# Wyodrębniony tekst:

Od jakiegoś czasu sporo fajnych rzeczy robię. I tak po pierwsze skarpetki szydełkiem, po drugie skrzyneczkę na wszystko co jest mi potrzebne do wyrobu biżuterii i wianki z winobluszczu. Ze skarpetkami był problem bo za skarby świata nie mogłam dojść jak się robi piętę. Robiłam i prułam chyba z 6 razy aż w końcu wyszła a dalej już poszło łatwo. I jedna skarpetka już gotowa., druga w trakcie a zamówienia już są bo i mama i Krzysiek chcą dla siebie po parze. Obym tylko zdążyła zrobić im skarpety przed zimą. Wianki robię dwa na raz. Jeden będzie do przedpokoju z kwiatami z sumaka, trawą, gałązką tui a drugi do kuchni z dodatkiem warkocza czosnku. Jutro idę na łąki po trawy to szybko skończę o ile klej, który kupiłam się sprawdzi. Najgorzej się ma sprawa ze skrzyneczką bo była już prawie gotowa ale jeszcze nie polakierowana gdy Rozi wpadła do kuchni i przebiegła po niej zostawiając paskudne ślady. No i teraz kombinuję, cieniuję, zaklejam i zamalowuję a co z tego wyjdzie jeszcze sama nie wiem. A wczoraj zrobiłam zawieszki...
Wczoraj skończyłam i wysłałam na portal 3 wiersze do antologii, która ma się ukazać na święta a dzisiaj siedziałam i kombinowałam ze zdjęciami, żeby można je było dać na okładki do moich książek tych, które obecnie piszę...Wyszły według mnie nieźle i będę robić wszystko, żeby się na okładkach znalazły bo nie cierpię tych nowoczesnych okładek w formie grafik w esy floresy...

# Lista pozycji:
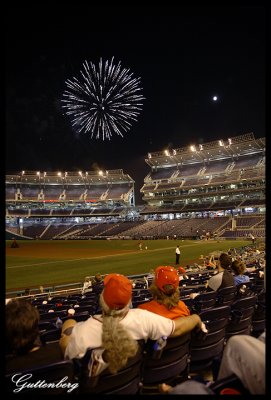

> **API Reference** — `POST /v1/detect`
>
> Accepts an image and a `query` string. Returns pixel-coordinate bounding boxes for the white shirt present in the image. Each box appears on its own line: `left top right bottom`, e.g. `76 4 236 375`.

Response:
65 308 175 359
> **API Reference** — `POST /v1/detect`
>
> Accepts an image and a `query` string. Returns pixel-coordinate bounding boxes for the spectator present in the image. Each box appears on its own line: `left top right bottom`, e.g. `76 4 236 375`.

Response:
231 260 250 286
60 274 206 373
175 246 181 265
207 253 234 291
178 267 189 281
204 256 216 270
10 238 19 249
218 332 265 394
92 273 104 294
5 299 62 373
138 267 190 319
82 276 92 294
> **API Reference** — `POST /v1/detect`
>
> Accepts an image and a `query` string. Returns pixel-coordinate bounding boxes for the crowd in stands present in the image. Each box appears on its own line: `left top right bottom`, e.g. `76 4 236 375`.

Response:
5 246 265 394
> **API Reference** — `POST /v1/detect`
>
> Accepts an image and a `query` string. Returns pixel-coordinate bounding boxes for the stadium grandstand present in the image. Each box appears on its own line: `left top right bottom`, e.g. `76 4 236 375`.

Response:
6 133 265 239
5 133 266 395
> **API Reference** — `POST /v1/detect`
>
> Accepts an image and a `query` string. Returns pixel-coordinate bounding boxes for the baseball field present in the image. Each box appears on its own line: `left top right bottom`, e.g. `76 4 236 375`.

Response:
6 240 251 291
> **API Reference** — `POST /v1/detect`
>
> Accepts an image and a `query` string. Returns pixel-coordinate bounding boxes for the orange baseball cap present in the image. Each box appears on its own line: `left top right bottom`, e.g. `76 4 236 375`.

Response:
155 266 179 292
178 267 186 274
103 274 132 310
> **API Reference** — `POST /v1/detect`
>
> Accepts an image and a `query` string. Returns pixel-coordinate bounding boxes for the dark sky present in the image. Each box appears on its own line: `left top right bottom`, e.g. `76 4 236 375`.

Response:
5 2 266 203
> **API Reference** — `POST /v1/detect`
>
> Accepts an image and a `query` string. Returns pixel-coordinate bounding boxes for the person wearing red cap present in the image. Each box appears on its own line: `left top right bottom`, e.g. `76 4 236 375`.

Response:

# Zadanie pisemne 1:
Odpowiedz krótko na pytania dotyczące wpisu o robótkach ręcznych:
(a) Ile mniej więcej razy robiono i pruto piętę skarpetki, zanim się udała?
(b) Kto złożył zamówienia na skarpetki?
(c) Ile wierszy wysłano na portal do antologii?
# Zadanie pisemne 2:
Rozwiń wpis o robótkach ręcznych o kolejny akapit, zaczynając zaraz po jego ostatnim zdaniu.
Pozycje nie mają żadnego związku z wpisem o robótkach ręcznych.

# Wynik końcowy 1:
(a) Około sześciu razy.
(b) Mama i Krzysiek.
(c) Trzy.

# Wynik końcowy 2:
A na koniec dwa wiersze...Pierwszy pisany był na warsztaty i w zamyśle miał być sielanką...
Upojna jesień
miły mój spójrz
spektakl na niebie
śle zaproszenie
sięgnij chmur
wyłuskaj klucz dzikich gęsi
żegnających ostatnie wonie lata
schwyć ciepło słońca
odbite od kryształu rosy
uwięzionej w oranżu liści
dotknij mojej dłoni
ujmij mocno
pobiegniemy ku lasom szkarłatem naznaczonych
upojeni miłością
i jesienią
a nimfy w mgle zatańczą z zachwytu
Piękno jesieni
Piękno jesieni
schwytana w aksamit ramion
porannych mgieł
omotana miękkością
otulona nostalgią
szukam w wyobraźni
myśli słów i zwrotów
zdolnych opisać
urok jesieni
oczarowana
gorącym lśnieniem barw
pragnę
pochwycić żółć i szkarłat liści
w kolebkę stulonych dłoni
i tak trwać i trwać w zachwycie
aż szept kropli deszczu
utuli mnie do snu
Dobrej nocy...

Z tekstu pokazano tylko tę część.